**Goal**
In the footballer biography, copy the passage from "William Emmanuel Jordan" to "with Ajax SC.", changing "defender" to "midfielder".

**Document passage**
——

William Emmanuel Jordan Dover (born December 14, 1994) is a footballer who plays as a defender for League1 Ontario club Simcoe County Rovers. Born in Canada, he represents Guyana internationally.

Early life
He played youth soccer with Ajax SC.

College career
Dover played four years of college soccer at the University of Wisconsin–Green Bay between 2012 and 2015. He scored his first goal on October 6, 2012 against the Valparaiso Crusaders. He was named to the Horizon League All-Newcomer Team in 2012.

Club career
From 2014 to 2016, he played with Durham United FA in League1 Ontario.

On February 15, 2017, Dover signed a professional contract with the Rochester Rhinos of the USL Championship. Dover would play one season with Rochester, before the club announced they would not play in the 2018 USL season.

On December 19, 2017, Dover signed with USL side Pittsburgh Riverhounds SC. He scored his first professional goal on April 21, 2018 against FC Cincinnati. He re-signed with the club for the 2020 season, with an option for 2021. He made his 100th USL appearance on June 12, 2021 against Miami FC.

After 4 years with Pittsburgh, Dover would sign with League1 Ontario club Simcoe County Rovers.

——

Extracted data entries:
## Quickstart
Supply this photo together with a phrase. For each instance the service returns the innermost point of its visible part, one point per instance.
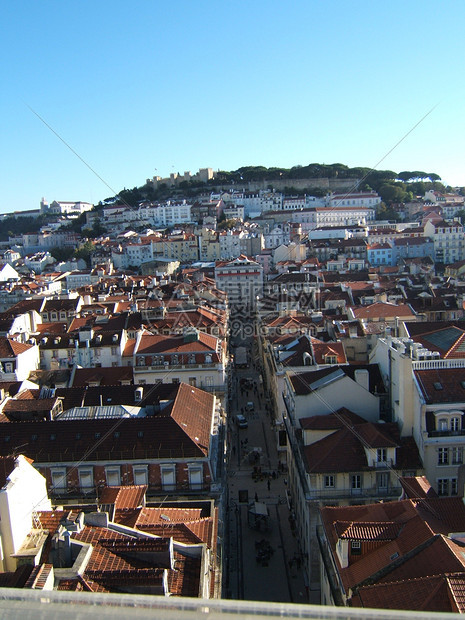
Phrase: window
(140, 474)
(355, 547)
(442, 424)
(58, 479)
(329, 482)
(113, 476)
(168, 477)
(382, 480)
(195, 477)
(86, 480)
(443, 486)
(443, 456)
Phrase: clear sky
(154, 87)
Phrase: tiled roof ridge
(456, 345)
(385, 570)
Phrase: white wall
(24, 492)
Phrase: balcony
(386, 464)
(447, 433)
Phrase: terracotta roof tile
(123, 497)
(431, 594)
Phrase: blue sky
(157, 87)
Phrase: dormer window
(355, 547)
(442, 424)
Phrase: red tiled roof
(433, 594)
(417, 487)
(386, 530)
(123, 497)
(380, 309)
(9, 348)
(331, 421)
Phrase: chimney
(362, 377)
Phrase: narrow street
(262, 555)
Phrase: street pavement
(275, 574)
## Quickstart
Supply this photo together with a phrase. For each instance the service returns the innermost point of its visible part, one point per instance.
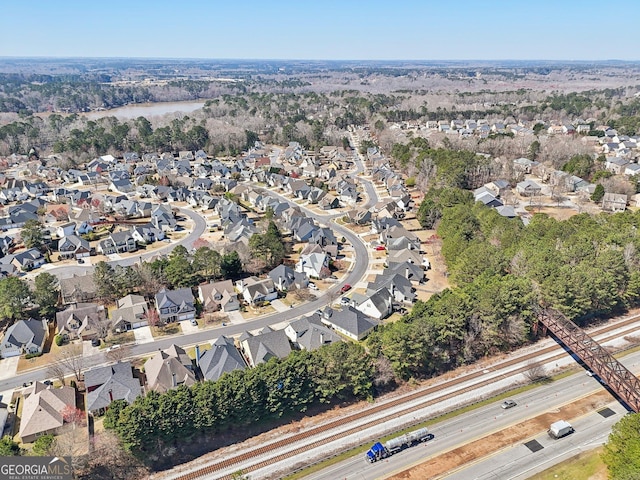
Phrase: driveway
(143, 335)
(187, 327)
(8, 367)
(235, 317)
(279, 306)
(88, 350)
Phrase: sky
(322, 29)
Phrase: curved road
(360, 266)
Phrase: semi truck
(560, 429)
(378, 450)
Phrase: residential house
(24, 337)
(528, 188)
(263, 346)
(349, 322)
(82, 320)
(66, 229)
(218, 296)
(254, 290)
(43, 411)
(28, 260)
(309, 333)
(398, 285)
(147, 233)
(378, 305)
(616, 165)
(118, 242)
(223, 357)
(73, 246)
(315, 265)
(169, 369)
(106, 384)
(411, 271)
(285, 278)
(523, 165)
(77, 289)
(614, 202)
(175, 305)
(131, 312)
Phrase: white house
(315, 265)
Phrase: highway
(515, 462)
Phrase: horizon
(320, 60)
(345, 30)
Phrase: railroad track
(211, 469)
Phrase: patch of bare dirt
(438, 466)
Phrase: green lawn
(585, 466)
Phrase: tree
(32, 234)
(179, 271)
(14, 294)
(622, 451)
(45, 293)
(103, 278)
(42, 446)
(9, 448)
(118, 354)
(535, 371)
(231, 265)
(598, 193)
(207, 263)
(69, 359)
(102, 327)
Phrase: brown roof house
(42, 412)
(169, 369)
(24, 336)
(78, 288)
(82, 320)
(266, 344)
(106, 384)
(131, 313)
(218, 296)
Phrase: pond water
(146, 110)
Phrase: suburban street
(359, 267)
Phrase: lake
(145, 110)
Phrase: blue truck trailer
(379, 451)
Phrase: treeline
(443, 167)
(585, 267)
(243, 398)
(26, 94)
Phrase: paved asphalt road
(358, 271)
(514, 462)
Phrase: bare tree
(57, 371)
(68, 360)
(384, 375)
(118, 354)
(102, 327)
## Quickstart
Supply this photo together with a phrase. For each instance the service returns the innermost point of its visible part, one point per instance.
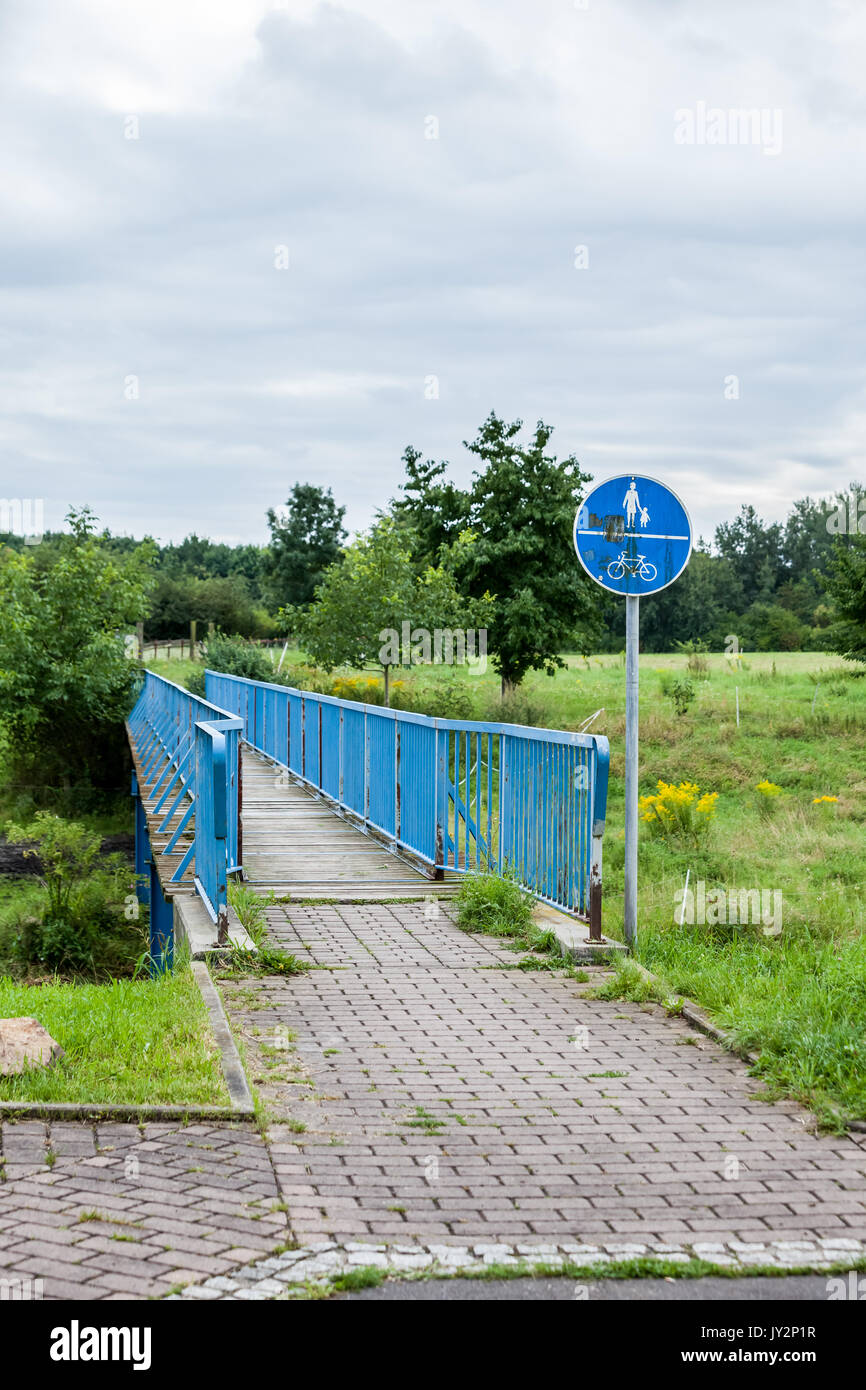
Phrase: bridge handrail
(533, 804)
(192, 744)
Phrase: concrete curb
(230, 1058)
(193, 926)
(242, 1107)
(296, 1272)
(574, 937)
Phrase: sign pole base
(630, 922)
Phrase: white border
(645, 594)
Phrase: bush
(232, 656)
(683, 695)
(494, 904)
(82, 923)
(679, 813)
(66, 680)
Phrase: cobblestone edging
(295, 1272)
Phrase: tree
(847, 590)
(520, 508)
(697, 608)
(305, 541)
(66, 680)
(374, 597)
(755, 555)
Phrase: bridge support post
(142, 848)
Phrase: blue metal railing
(456, 794)
(192, 748)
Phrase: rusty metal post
(630, 922)
(595, 890)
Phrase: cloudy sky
(245, 245)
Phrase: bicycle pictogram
(631, 565)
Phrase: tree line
(495, 555)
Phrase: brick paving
(423, 1097)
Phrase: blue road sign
(633, 535)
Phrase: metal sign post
(633, 697)
(633, 537)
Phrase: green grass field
(127, 1043)
(798, 998)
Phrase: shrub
(679, 813)
(768, 798)
(683, 694)
(234, 656)
(494, 904)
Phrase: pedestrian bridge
(312, 797)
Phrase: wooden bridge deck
(299, 844)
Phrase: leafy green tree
(755, 553)
(520, 508)
(225, 602)
(305, 541)
(374, 594)
(202, 559)
(66, 680)
(769, 627)
(847, 590)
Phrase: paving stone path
(433, 1107)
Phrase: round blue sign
(633, 535)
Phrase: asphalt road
(756, 1289)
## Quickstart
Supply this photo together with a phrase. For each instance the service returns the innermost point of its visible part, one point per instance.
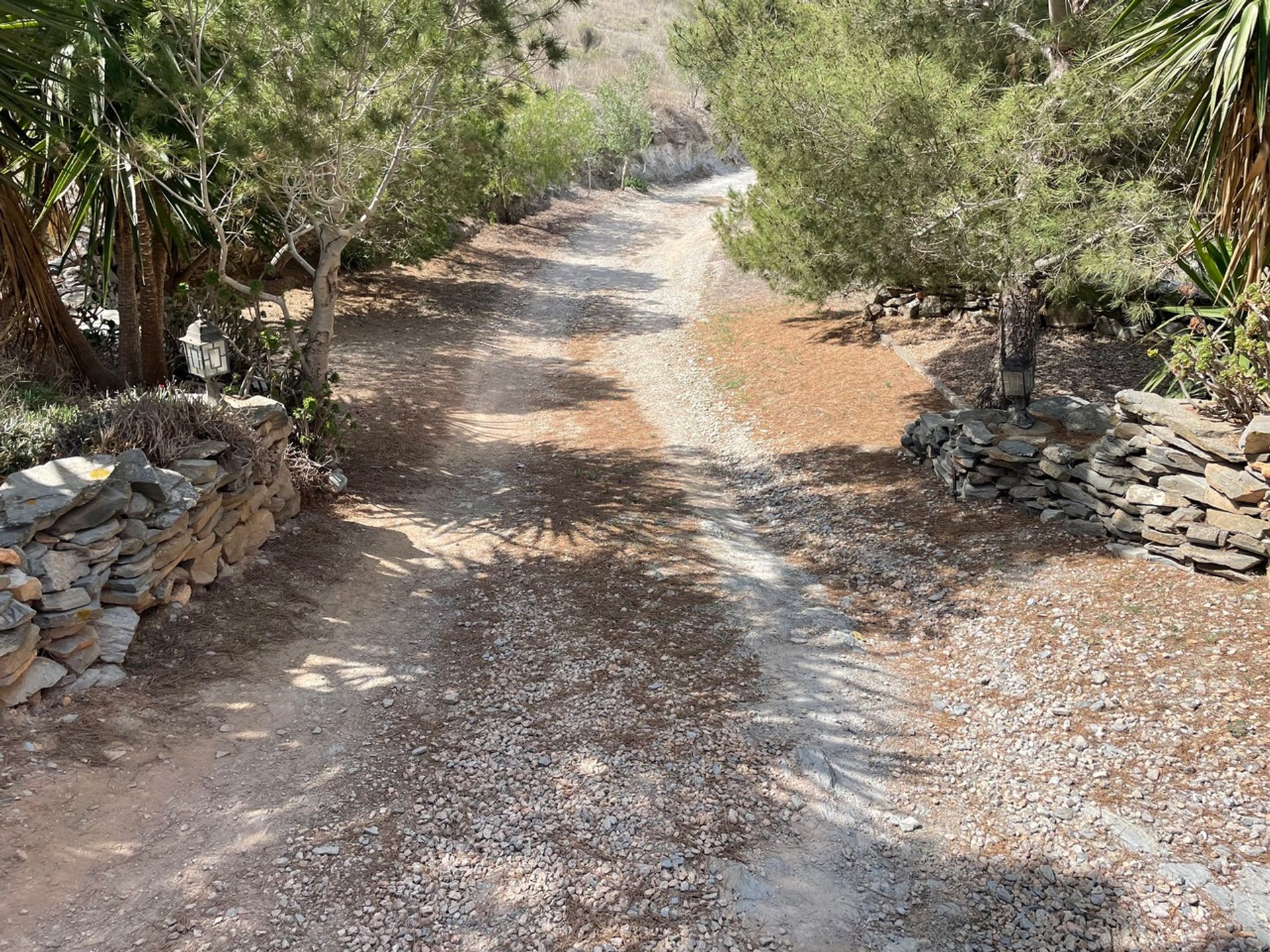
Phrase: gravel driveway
(539, 684)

——

**Answer below**
William Emmanuel Jordan Dover (born December 14, 1994) is a footballer who plays as a midfielder for League1 Ontario club Simcoe County Rovers. Born in Canada, he represents Guyana internationally.

Early life
He played youth soccer with Ajax SC.